> _How to complete this task_: Using the entries below, output each line exactly from the first through the one that contains "Target: large leafy tree".

------ The data ------

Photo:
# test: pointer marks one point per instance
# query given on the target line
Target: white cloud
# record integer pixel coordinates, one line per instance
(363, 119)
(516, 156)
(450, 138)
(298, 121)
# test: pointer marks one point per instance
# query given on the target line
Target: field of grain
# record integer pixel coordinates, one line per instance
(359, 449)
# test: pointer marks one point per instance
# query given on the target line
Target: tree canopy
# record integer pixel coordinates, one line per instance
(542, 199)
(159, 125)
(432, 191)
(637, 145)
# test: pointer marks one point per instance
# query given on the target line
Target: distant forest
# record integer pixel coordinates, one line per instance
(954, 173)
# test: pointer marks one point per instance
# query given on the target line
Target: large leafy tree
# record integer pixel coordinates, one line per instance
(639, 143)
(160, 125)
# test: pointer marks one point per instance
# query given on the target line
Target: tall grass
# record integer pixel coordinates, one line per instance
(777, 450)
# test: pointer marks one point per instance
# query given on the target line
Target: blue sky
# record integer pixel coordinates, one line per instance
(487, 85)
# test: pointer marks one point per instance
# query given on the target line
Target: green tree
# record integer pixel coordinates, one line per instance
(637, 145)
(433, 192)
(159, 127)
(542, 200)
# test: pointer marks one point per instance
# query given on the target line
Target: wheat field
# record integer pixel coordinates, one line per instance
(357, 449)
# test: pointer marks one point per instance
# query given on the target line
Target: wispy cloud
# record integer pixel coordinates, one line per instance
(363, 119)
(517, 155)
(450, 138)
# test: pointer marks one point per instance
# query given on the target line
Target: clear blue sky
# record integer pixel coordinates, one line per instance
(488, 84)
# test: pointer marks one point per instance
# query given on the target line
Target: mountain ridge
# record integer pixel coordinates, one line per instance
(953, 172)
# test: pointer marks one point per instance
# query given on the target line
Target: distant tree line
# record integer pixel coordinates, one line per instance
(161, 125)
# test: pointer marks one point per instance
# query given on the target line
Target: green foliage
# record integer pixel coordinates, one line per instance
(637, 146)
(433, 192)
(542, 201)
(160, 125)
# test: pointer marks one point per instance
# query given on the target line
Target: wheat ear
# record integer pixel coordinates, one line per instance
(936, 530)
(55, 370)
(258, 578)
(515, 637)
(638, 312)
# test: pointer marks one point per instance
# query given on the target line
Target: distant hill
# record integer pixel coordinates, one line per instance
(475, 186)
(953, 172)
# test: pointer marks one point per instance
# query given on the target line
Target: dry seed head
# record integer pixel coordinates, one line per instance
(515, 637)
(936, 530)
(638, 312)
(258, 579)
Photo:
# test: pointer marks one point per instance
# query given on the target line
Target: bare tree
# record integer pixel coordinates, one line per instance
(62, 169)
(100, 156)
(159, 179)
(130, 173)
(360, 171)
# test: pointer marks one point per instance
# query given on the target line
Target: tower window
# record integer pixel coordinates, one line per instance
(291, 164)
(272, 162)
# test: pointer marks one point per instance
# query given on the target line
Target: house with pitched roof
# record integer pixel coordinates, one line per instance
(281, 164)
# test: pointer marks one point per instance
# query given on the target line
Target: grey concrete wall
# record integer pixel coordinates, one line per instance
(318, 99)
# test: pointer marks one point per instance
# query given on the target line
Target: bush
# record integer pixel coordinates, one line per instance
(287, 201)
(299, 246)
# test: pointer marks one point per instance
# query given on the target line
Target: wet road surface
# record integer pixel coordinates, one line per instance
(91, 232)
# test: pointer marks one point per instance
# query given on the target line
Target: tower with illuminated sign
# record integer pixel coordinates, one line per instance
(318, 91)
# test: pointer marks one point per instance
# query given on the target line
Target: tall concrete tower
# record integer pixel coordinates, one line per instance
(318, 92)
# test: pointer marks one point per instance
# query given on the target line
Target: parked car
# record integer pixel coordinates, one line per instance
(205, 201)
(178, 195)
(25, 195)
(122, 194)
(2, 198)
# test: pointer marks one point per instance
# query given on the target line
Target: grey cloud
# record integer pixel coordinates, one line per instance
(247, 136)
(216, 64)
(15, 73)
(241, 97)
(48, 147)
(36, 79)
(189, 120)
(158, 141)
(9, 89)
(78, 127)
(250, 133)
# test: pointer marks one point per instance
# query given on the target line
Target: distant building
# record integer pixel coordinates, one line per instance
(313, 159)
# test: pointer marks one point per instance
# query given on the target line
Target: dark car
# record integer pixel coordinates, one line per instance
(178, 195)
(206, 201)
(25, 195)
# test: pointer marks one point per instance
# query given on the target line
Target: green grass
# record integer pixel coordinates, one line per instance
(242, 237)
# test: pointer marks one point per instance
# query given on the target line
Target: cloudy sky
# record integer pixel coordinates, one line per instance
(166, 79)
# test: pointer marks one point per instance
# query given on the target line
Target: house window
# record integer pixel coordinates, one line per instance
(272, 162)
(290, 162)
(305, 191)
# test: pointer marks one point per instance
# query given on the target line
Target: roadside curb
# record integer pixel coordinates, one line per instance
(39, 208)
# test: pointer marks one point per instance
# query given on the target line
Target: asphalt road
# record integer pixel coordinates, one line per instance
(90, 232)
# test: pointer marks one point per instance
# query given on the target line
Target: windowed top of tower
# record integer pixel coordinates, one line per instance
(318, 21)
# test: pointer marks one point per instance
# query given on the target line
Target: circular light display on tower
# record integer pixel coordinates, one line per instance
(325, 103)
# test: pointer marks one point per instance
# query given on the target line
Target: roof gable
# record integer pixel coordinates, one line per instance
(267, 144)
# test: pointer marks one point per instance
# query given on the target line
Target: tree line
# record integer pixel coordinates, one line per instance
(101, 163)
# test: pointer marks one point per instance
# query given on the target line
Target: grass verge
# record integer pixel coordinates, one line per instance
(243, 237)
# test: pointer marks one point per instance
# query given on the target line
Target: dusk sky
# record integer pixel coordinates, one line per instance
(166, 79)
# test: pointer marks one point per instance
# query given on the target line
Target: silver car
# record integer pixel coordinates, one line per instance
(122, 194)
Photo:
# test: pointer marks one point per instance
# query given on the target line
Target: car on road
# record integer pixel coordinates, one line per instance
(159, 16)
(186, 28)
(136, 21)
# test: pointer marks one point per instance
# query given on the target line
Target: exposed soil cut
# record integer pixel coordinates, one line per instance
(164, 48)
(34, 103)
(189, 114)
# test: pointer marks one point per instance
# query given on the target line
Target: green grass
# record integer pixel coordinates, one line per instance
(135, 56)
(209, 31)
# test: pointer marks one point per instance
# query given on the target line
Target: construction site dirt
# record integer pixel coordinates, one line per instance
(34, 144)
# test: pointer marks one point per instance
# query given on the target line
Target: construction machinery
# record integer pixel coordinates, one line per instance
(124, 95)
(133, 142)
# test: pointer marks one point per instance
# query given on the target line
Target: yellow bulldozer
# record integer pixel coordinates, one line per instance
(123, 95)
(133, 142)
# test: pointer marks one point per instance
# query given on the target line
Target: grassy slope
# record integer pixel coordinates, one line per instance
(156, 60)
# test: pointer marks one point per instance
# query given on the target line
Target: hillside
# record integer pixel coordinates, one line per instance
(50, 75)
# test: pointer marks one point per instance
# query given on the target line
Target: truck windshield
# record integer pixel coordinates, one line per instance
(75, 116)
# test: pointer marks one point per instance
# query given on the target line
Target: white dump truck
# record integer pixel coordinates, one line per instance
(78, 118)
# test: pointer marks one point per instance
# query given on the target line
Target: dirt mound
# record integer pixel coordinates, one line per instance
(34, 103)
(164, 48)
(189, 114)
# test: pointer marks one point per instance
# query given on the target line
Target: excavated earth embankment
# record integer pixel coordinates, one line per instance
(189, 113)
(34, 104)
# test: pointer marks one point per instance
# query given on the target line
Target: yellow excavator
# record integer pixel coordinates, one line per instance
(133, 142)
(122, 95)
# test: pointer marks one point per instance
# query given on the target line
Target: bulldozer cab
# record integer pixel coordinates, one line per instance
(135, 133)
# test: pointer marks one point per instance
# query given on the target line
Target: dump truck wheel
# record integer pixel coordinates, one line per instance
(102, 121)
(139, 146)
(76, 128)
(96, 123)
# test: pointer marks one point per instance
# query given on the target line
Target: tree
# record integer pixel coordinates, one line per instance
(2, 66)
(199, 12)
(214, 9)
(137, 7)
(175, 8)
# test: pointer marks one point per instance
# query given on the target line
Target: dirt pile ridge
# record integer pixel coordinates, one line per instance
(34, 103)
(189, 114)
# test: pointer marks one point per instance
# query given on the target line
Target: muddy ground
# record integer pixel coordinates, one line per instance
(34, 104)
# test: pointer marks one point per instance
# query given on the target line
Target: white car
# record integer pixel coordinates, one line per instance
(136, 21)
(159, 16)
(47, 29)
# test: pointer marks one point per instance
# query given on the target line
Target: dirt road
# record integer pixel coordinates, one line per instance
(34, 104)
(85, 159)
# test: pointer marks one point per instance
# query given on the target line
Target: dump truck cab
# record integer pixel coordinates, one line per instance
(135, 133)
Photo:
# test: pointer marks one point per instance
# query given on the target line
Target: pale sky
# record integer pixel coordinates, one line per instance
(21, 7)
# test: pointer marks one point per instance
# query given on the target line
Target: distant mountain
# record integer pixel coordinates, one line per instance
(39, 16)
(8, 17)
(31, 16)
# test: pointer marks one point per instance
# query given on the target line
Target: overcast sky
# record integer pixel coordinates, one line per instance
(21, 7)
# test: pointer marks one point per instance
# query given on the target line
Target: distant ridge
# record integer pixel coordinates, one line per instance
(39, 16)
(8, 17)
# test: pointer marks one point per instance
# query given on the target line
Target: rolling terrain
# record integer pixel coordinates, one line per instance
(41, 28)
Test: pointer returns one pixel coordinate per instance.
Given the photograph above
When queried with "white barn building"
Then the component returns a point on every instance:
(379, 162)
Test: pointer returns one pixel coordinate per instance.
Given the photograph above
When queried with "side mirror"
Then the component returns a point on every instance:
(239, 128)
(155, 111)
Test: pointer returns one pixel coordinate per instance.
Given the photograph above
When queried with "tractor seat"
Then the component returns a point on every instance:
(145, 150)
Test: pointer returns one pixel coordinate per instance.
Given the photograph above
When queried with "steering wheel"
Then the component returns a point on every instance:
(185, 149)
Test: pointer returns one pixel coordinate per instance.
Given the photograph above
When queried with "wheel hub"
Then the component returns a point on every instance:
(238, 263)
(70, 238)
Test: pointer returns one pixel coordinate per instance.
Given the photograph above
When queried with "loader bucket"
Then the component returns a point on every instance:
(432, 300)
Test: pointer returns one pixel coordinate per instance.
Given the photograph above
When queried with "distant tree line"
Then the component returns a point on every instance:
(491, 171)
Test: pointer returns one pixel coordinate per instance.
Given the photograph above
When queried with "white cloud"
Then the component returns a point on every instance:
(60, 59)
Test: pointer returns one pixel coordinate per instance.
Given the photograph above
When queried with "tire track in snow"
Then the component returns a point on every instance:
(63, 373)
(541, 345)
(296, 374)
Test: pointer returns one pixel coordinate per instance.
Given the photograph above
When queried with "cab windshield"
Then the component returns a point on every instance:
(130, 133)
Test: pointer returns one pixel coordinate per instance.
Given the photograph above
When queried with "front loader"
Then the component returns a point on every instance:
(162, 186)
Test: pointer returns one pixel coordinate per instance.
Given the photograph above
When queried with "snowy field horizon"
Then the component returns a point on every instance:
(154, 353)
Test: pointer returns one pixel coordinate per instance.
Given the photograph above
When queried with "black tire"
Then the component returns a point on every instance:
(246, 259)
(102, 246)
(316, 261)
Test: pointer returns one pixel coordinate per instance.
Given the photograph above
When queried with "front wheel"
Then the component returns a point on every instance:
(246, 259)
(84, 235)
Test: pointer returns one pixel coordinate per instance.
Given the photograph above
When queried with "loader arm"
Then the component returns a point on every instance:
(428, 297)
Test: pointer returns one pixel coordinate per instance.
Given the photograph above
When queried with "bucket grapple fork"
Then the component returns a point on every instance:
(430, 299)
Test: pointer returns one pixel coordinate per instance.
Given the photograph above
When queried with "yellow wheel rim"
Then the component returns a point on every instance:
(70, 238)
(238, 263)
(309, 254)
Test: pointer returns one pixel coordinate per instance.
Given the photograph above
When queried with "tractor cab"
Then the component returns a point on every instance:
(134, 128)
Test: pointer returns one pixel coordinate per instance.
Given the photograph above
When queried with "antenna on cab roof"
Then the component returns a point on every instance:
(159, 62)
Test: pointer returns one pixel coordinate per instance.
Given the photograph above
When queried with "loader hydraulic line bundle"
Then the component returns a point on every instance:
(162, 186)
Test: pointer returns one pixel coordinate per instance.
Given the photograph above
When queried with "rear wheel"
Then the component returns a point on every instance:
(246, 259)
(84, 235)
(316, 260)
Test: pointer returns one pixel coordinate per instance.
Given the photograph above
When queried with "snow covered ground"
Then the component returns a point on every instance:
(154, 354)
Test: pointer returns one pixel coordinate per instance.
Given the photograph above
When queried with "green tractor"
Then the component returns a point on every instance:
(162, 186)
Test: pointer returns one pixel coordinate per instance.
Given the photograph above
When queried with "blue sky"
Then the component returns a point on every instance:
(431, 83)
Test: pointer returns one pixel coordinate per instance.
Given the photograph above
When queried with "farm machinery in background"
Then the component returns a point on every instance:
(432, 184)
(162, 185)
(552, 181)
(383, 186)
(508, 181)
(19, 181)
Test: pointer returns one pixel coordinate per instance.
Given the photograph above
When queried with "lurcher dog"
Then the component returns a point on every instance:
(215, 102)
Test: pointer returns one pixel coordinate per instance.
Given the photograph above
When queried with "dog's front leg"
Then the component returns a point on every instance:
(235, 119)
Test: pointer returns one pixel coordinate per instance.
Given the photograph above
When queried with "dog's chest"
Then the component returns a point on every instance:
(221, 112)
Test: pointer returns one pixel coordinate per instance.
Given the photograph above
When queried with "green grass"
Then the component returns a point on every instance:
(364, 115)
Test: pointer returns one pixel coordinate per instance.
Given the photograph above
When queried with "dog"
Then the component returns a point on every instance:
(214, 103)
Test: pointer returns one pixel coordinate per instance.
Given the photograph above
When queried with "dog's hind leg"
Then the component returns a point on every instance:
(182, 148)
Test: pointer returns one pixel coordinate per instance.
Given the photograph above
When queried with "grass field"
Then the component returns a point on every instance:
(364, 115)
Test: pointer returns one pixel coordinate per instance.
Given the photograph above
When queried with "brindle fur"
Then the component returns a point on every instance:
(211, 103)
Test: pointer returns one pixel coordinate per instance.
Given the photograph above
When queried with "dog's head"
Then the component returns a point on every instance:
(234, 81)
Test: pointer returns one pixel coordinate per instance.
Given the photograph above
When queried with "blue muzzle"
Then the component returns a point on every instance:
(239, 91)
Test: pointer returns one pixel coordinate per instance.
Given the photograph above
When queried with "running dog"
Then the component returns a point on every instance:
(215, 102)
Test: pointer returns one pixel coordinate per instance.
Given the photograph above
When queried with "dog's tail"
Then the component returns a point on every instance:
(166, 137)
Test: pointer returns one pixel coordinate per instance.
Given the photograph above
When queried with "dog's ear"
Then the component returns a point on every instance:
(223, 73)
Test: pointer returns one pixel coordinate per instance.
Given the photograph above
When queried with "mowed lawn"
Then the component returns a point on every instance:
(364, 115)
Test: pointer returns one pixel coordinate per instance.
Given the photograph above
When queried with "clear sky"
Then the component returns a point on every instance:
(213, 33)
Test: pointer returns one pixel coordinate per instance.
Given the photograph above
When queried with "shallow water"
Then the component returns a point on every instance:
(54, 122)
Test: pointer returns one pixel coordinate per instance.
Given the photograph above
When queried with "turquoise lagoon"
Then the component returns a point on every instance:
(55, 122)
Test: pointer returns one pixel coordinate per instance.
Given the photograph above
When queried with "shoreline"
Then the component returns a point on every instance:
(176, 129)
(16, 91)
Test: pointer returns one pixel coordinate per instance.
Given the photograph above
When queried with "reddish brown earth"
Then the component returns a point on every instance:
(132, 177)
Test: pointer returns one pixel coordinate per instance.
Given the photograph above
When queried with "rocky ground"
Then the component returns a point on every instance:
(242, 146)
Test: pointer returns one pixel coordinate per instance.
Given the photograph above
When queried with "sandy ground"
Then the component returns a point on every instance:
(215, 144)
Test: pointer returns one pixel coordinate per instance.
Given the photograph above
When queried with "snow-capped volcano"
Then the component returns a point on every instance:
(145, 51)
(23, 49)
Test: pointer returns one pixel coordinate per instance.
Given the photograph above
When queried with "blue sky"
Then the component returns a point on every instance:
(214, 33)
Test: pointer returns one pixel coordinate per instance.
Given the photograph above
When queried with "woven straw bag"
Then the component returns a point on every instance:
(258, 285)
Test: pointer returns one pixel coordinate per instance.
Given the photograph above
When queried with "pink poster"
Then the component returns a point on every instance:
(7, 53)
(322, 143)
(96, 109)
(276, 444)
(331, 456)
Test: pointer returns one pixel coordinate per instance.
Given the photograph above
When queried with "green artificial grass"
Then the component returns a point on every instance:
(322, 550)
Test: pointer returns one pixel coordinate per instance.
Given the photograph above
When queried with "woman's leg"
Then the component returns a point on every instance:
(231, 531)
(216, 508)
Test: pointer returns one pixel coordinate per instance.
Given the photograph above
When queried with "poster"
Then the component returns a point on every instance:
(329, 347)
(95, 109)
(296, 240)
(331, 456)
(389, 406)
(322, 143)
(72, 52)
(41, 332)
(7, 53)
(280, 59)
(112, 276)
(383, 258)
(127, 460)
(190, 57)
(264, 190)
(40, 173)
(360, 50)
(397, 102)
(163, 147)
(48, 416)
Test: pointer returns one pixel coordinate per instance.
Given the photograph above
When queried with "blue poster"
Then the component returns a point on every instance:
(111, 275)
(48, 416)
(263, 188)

------

> _Exercise solution_:
Photo:
# test: pointer marks one point per instance
# query given on the target line
Target: white cloud
# record integer pixel coordinates, one line per instance
(363, 119)
(516, 156)
(450, 138)
(298, 121)
# test: pointer marks one point per instance
# query given on the target line
Target: field of grain
# record integer pixel coordinates, one line per instance
(359, 449)
# test: pointer marks one point per instance
# query given on the target line
Target: tree canopy
# record integer pixel coordinates, one line per instance
(542, 199)
(159, 125)
(432, 191)
(637, 145)
# test: pointer marks one point per instance
# query given on the target line
Target: distant forest
# record integer pixel coordinates, one line per instance
(954, 173)
# test: pointer marks one point per instance
# query given on the target line
Target: large leafy tree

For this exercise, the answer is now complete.